== Segment start ==
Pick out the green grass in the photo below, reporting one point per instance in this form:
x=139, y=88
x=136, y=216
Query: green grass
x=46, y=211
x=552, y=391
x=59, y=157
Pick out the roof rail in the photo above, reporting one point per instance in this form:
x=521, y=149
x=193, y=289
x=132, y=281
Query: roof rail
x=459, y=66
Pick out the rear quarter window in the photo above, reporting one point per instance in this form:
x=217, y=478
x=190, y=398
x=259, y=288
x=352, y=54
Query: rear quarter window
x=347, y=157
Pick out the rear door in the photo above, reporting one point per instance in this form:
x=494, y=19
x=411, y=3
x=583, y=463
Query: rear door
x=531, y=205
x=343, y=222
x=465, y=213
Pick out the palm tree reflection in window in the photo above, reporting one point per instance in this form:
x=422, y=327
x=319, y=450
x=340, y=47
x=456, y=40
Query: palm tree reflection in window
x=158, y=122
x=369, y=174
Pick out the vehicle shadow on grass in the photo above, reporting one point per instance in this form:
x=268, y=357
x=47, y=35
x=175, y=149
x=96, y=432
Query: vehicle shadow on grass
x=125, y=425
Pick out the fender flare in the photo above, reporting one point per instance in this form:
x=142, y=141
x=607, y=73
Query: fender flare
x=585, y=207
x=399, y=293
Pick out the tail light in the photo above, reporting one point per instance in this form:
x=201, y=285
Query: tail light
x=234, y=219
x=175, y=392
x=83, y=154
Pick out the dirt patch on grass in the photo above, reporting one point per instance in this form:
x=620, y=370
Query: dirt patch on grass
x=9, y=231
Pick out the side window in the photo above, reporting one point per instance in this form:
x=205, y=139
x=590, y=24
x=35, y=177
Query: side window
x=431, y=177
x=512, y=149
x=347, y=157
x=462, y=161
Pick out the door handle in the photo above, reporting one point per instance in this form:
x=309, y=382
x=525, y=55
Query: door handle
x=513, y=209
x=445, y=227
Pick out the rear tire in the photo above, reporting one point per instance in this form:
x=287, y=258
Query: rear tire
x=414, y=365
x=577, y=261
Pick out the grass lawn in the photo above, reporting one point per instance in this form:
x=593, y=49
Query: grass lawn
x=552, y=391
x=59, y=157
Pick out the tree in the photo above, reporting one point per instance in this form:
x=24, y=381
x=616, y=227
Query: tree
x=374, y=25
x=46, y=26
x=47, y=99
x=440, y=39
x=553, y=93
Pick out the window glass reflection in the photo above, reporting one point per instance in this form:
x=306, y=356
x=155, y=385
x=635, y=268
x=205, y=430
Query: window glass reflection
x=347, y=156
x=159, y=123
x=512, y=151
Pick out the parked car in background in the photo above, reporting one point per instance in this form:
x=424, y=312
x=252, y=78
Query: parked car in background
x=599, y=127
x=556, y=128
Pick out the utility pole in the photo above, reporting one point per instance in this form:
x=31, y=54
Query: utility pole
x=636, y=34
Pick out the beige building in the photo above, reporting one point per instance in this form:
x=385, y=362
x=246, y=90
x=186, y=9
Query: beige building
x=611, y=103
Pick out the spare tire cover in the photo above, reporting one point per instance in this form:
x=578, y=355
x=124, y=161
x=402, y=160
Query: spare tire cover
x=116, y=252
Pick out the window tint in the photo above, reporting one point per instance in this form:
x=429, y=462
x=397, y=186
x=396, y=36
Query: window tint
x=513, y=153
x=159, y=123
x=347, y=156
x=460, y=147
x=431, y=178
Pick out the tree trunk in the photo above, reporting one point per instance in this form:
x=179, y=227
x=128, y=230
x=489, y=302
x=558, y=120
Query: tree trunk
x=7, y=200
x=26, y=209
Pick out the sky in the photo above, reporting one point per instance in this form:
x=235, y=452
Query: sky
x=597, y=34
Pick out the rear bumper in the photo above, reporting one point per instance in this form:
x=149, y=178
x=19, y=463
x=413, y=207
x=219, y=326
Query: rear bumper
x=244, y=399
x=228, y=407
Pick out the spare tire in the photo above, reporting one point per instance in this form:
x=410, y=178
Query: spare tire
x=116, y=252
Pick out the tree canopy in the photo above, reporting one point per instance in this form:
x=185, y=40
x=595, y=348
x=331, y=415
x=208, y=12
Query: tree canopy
== Segment end ==
**What you will do:** Look through the records above for the string "canopy", then copy every line that has it.

**Reply to the task:**
Pick out the tree canopy in the photo above, reporting one point per instance in this form:
Query: tree canopy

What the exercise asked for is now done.